> **Aim of the exercise**
Since only part of the material below is wanted, output exactly the lines from the one with "55L161 87L171 84L175" up to and including the one with "positive clicks: (149, 134)".
-------- Provided records
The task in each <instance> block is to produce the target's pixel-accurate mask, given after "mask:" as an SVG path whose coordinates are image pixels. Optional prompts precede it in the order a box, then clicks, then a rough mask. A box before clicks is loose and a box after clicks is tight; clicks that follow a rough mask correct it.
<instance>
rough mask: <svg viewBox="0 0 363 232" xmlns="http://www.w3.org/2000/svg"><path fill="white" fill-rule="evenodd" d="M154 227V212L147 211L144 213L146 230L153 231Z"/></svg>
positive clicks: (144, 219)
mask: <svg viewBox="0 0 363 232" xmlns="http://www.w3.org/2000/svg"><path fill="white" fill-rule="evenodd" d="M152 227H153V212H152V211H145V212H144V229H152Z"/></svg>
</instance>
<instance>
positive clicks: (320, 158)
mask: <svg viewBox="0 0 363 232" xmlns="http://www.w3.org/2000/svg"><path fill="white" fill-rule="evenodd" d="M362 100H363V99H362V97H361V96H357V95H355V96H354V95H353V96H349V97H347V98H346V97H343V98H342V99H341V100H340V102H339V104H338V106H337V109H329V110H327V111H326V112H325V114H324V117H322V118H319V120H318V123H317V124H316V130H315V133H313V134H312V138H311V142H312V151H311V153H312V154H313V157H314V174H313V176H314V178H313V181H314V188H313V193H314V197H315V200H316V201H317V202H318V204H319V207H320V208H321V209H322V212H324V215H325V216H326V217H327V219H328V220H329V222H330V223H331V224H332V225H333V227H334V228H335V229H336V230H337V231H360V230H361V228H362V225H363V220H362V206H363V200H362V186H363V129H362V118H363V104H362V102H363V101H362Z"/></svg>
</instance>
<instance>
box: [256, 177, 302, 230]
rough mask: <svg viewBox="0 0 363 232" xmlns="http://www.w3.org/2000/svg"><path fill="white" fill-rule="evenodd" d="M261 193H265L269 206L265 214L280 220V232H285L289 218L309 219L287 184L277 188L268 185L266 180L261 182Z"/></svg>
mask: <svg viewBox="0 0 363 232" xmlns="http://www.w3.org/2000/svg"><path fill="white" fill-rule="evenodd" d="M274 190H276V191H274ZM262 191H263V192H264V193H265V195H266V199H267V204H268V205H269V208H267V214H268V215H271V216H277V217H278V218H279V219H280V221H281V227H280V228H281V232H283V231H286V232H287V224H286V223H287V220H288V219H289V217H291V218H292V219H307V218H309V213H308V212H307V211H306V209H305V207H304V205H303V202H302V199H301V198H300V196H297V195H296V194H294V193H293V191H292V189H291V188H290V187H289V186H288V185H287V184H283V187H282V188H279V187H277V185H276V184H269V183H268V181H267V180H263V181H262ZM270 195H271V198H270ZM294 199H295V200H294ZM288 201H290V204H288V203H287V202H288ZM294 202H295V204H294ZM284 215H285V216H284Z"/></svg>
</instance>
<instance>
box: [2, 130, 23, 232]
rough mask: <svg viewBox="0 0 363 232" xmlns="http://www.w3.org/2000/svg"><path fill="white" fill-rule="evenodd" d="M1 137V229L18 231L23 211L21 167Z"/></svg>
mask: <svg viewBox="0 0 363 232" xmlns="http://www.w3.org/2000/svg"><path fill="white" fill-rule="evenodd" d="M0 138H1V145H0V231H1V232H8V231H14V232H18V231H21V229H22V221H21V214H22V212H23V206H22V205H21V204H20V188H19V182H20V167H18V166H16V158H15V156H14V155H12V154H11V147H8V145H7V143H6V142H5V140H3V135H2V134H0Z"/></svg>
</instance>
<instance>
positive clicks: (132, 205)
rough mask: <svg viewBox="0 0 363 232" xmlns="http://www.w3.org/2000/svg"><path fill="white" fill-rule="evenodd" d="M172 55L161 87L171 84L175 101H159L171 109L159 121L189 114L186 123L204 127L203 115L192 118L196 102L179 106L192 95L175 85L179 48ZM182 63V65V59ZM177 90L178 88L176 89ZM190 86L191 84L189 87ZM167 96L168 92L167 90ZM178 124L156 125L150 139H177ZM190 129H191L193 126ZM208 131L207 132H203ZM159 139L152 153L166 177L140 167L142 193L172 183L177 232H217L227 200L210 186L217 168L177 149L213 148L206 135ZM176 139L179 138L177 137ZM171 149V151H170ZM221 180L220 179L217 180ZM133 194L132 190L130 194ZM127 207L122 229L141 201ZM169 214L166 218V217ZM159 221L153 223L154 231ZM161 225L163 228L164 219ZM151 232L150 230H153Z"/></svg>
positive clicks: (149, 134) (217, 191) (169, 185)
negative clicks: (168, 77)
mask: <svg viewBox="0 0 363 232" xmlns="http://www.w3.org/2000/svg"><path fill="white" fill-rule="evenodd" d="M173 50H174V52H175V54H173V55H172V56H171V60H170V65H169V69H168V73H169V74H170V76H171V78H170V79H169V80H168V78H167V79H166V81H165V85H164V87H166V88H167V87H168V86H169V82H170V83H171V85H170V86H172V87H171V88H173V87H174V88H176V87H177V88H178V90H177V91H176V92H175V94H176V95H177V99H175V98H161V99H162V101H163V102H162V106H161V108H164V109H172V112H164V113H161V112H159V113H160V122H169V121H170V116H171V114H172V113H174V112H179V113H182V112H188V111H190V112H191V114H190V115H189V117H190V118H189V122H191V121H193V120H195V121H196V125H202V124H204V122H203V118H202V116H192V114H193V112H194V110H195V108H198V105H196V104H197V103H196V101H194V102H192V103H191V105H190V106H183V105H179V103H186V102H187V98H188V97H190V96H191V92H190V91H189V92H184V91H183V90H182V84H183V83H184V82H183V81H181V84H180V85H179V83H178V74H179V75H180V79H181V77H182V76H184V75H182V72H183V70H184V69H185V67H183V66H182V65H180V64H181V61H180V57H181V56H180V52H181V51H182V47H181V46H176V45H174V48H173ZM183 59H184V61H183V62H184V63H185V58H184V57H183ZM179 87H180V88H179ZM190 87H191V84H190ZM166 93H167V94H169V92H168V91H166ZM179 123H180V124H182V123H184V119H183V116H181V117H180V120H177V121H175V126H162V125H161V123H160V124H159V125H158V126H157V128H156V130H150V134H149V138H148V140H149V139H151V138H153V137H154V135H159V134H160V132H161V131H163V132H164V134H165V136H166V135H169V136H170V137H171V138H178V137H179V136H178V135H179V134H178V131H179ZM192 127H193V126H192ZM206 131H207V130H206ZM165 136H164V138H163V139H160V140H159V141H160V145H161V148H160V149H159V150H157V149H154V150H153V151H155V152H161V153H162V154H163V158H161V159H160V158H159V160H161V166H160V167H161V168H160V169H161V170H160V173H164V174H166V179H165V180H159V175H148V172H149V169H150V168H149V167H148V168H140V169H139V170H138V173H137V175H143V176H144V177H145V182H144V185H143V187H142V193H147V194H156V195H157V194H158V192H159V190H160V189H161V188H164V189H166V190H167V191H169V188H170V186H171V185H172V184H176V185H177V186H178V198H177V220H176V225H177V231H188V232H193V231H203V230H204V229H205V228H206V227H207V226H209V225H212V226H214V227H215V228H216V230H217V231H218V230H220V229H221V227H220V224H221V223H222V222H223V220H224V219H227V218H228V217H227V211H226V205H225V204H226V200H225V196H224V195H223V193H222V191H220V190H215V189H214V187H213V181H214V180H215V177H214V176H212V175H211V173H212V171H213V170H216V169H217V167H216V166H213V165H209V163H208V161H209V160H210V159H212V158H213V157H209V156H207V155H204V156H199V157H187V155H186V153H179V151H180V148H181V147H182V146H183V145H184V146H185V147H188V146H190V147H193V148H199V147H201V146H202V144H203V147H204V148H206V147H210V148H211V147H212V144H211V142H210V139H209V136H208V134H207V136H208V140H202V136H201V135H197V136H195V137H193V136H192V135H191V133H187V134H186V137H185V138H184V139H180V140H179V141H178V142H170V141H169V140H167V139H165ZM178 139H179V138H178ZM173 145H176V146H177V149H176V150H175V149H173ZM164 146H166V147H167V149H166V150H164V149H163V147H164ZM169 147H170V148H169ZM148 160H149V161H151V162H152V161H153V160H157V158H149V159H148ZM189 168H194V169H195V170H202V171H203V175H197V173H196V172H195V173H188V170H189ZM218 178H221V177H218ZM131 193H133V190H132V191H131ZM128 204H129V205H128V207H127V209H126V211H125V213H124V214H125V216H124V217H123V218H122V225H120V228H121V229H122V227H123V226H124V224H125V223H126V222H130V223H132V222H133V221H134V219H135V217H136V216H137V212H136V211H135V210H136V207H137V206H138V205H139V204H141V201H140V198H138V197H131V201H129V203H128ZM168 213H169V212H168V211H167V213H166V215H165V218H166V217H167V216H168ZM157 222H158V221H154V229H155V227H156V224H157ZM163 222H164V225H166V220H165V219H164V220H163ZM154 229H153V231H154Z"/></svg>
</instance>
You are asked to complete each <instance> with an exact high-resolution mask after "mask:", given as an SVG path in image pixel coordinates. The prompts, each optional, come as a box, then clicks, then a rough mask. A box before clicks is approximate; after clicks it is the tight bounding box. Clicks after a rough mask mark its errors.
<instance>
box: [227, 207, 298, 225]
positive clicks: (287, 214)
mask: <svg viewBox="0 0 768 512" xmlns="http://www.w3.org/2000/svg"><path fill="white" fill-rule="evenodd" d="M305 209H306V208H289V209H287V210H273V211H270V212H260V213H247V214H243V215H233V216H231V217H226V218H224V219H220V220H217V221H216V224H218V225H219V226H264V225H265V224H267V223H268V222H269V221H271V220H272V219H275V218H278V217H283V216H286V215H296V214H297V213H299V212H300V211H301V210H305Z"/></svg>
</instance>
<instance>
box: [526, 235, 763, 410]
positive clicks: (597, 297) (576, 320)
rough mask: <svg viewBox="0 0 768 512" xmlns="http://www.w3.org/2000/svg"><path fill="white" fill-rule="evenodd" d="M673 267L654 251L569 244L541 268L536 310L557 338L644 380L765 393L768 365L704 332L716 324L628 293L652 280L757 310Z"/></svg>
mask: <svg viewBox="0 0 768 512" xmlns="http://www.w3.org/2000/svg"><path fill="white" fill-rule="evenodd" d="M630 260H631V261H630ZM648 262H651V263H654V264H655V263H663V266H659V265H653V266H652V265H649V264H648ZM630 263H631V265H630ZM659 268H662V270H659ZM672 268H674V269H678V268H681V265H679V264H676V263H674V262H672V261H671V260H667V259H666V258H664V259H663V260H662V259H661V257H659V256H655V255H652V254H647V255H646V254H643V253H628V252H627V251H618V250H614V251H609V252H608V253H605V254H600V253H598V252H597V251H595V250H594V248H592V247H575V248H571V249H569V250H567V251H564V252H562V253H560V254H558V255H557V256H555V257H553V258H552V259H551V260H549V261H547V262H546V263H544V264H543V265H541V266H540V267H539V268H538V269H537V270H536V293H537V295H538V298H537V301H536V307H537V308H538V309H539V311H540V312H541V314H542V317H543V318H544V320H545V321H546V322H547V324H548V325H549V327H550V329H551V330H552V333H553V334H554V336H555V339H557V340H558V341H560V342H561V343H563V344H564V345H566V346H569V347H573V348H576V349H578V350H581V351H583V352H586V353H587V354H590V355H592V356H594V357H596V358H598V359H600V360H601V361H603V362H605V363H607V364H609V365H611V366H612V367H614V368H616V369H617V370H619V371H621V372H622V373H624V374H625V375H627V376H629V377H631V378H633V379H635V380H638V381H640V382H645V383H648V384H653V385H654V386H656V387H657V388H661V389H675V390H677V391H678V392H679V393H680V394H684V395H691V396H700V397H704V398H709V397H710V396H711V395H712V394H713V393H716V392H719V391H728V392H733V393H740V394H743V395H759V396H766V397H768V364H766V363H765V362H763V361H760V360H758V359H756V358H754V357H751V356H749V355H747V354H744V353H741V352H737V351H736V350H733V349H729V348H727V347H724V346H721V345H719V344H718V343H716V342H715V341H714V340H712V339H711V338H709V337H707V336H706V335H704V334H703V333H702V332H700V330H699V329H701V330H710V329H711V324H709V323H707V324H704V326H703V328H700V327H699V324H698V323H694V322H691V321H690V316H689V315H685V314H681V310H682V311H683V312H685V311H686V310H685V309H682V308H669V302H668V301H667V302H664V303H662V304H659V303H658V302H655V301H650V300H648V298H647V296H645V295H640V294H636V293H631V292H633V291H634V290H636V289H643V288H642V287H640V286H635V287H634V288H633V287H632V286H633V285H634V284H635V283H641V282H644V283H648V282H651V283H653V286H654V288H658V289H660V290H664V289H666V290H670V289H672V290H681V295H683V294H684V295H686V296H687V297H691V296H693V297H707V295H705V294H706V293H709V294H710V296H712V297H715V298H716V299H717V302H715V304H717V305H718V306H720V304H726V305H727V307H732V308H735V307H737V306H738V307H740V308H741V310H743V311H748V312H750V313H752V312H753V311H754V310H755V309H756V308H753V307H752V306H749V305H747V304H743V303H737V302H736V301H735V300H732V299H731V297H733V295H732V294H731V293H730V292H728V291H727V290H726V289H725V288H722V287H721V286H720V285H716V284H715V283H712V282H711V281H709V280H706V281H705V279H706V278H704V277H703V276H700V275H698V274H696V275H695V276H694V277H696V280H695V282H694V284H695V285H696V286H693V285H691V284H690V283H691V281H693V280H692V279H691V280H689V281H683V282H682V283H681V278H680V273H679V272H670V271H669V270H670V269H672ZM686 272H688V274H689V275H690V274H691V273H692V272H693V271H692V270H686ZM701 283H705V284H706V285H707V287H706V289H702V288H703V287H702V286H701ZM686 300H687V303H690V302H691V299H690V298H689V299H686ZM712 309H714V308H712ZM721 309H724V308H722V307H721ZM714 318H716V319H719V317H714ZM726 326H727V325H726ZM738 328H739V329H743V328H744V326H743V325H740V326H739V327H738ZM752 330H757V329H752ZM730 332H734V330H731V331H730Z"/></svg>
----------------
> **Reply to the task**
rough mask: <svg viewBox="0 0 363 232" xmlns="http://www.w3.org/2000/svg"><path fill="white" fill-rule="evenodd" d="M172 55L161 87L171 84L175 101H159L171 109L159 121L189 114L186 123L204 127L203 115L192 118L196 102L179 106L192 95L175 85L179 48ZM182 63V65V59ZM177 90L178 88L176 89ZM190 86L191 84L189 87ZM167 96L168 92L167 90ZM178 124L156 125L150 139H177ZM190 129H191L193 126ZM208 131L207 132H203ZM159 139L152 153L166 177L140 167L142 193L172 183L177 232H217L227 200L210 186L217 168L177 149L213 148L206 135ZM176 139L179 138L177 137ZM171 149V151H170ZM221 180L220 179L217 180ZM133 194L132 190L130 194ZM127 207L122 229L141 201ZM169 214L166 218V217ZM159 221L153 223L154 231ZM161 225L163 228L164 219ZM151 232L150 230H153Z"/></svg>
positive clicks: (149, 134) (217, 191) (169, 185)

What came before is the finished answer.